> Quoted text
::::::::

# Create Datasets
## Data Collection
- midwestgardentips.com provides a list of the best performing perennials in the midwest
- preen.com provides a list of common weeds state-by-state
    - will download a list of common weeds in IL
    - will download corresponding photos from the site
- garden.org provides a collection of photographs of various plants
    - will download photos of both perennials and weeds from this site

In [68]:
# standard imports
import numpy as np
import pandas as pd
import seaborn as sns
import matplotlib.pyplot as plt
import os

# webscrape
import requests
from requests import get
from bs4 import BeautifulSoup
import urllib
from time import sleep

In [2]:
# Paths to store data
perennial_path = os.path.join(os.pardir, os.pardir, 'data', 'perennials')
weed_path = os.path.join(os.pardir, os.pardir, 'data', 'weeds')

## midwestgardentips.com

In [3]:
# Scrape names of best performing perennials from Midwest Gardening site
perennial_url = 'https://www.midwestgardentips.com/best-performing-perennials-1'
response = get(perennial_url)
html = response.text
soup = BeautifulSoup(html, 'lxml')

# Find bolded (i.e., 'strong') and italicized (i.e., 'em') text
p_list = [a.text for a in (strong.find('em') for strong in soup.find_all('strong')) if a]

perennials = []
for i in range(len(p_list)):
    text = p_list[i].split(':')[0]
    perennials.append(text)

::::::::

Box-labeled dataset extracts
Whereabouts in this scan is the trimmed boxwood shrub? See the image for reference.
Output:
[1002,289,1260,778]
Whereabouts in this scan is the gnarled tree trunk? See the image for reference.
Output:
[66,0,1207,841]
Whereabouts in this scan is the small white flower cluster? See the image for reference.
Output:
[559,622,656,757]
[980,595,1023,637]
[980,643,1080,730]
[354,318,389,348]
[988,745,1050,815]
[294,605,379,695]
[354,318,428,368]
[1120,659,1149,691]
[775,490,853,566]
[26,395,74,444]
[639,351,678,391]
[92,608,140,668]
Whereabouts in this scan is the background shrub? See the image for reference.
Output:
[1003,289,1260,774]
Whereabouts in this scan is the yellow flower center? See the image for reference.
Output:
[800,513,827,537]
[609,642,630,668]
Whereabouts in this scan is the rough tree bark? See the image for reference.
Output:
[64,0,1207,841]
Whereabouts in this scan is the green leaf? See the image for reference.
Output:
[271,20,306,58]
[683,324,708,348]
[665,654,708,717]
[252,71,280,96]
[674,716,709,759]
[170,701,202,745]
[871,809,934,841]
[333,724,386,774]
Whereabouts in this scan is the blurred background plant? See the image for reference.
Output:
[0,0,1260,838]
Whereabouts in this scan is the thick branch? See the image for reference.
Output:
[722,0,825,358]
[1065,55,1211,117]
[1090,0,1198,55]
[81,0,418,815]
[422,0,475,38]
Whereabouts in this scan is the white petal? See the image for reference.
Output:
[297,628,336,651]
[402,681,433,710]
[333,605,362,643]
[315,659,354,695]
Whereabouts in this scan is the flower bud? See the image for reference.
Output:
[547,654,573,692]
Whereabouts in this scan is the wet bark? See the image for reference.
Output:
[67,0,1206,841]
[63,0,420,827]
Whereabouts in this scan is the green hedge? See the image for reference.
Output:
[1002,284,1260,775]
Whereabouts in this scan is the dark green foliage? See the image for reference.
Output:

::::::::

> Challenges
**1)** List every website named under the "Data Collection" heading of the dataset-creation notebook.
**2)** Recast the part of the listing that opens with its first line and closes with the line containing "[1003,289,1260,774]" as a JSON list of strings, one string per line, with blank lines omitted.

> Response list
**1)**
midwestgardentips.com
preen.com
garden.org

**2)**
[
  "Whereabouts in this scan is the trimmed boxwood shrub? See the image for reference.",
  "Output:",
  "[1002,289,1260,778]",
  "Whereabouts in this scan is the gnarled tree trunk? See the image for reference.",
  "Output:",
  "[66,0,1207,841]",
  "Whereabouts in this scan is the small white flower cluster? See the image for reference.",
  "Output:",
  "[559,622,656,757]",
  "[980,595,1023,637]",
  "[980,643,1080,730]",
  "[354,318,389,348]",
  "[988,745,1050,815]",
  "[294,605,379,695]",
  "[354,318,428,368]",
  "[1120,659,1149,691]",
  "[775,490,853,566]",
  "[26,395,74,444]",
  "[639,351,678,391]",
  "[92,608,140,668]",
  "Whereabouts in this scan is the background shrub? See the image for reference.",
  "Output:",
  "[1003,289,1260,774]"
]